** Document passage follows **

Identification of grape CLEs

BLASTP analyses were performed using the previously reported Arabidopsis thaliana CLE proteins and a conserved CLE motif (KRXVPXGPNPLHNR) as queries against proteins in the newest grape genome database (http://genomes.cribi.unipd.it/grape/). Previous reports have shown that CLE precursors are less than 300 aa in length [1], so candidates exceeding 300 aa in length were removed.

The retrieved candidate genes were then filtered to identify proteins with a conserved C-terminal CLE motif [3]. To clearly identify the CLE motif, we considered the above factors in a typical CLE motif. We used the MEME software package (http://meme-suite.org/) to identify the conserved CLE motifs from these grape candidate CLEs. The following conserved motif parameters were used: motif length of 12–14 aa and output of two motifs, because past studies have shown that CLEs contain two CLE motifs [38]. Based on these parameters, we found the grape conserved CLE motif motif1 in CLE genes (Fig. 1). The conserved sequence of motif1 is KRRVPTGPBPLHN. Its length is 13 aa, and it typically contains R2, P5, P8, and P10. The conserved sequence of motif1 was inferred to be a typical CLE motif. Each grape candidate CLE that contained motif1 with an E-value < 0.01 was determined to have a CLE motif and categorized as a CLE. We used MEME to identify the conserved CLE motifs using the reported Arabidopsis thaliana CLEs and found the conserved motif KRLVPSGPBPLHN, which is the same as the previous reported motif sequence conserved in Arabidopsis thaliana (Han et al., 2016). Based on these strict conditions, we identified nine grape CLE genes (Table 1; E < 10− 6). We named the identified genes as VvCLE1 to VvCLE9 according to their order in the V. vinifera genomic sequence (Table 1).

** End of Document passage **

> [Problems to solve]:
(a) Transcribe the passage on identifying grape CLEs, starting at "BLASTP analyses were" and ending at "length were removed.".
(b) In the passage on identifying grape CLEs, what E-value did a candidate's motif1 need for the candidate to be categorized as a CLE?

** Data follows **

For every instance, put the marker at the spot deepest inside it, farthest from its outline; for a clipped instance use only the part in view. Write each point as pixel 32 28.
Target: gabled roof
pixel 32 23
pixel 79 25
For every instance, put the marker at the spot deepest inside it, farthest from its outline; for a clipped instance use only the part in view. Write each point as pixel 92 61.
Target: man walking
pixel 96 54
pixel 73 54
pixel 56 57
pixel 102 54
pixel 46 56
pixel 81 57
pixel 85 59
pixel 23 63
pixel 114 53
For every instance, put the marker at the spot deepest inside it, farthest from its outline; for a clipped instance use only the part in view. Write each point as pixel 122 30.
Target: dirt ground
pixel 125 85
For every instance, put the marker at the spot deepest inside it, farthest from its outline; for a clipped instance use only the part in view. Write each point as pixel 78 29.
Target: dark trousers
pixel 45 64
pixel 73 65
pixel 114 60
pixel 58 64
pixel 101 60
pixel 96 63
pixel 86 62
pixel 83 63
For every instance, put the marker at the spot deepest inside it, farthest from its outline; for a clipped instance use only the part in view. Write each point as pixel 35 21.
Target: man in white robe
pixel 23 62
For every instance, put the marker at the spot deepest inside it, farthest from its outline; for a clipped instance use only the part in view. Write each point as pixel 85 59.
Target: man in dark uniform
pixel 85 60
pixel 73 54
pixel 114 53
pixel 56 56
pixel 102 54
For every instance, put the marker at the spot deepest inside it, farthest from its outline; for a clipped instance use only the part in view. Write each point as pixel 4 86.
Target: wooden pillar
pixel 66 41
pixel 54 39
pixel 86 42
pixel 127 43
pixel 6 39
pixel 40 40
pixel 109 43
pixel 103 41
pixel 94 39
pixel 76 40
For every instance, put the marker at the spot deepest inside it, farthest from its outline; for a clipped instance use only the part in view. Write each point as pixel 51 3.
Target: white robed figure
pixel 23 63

** End of Data **

> [Responses by item number]:
(a)
BLASTP analyses were performed using the previously reported Arabidopsis thaliana CLE proteins and a conserved CLE motif (KRXVPXGPNPLHNR) as queries against proteins in the newest grape genome database (http://genomes.cribi.unipd.it/grape/). Previous reports have shown that CLE precursors are less than 300 aa in length [1], so candidates exceeding 300 aa in length were removed.

(b) An E-value below 0.01.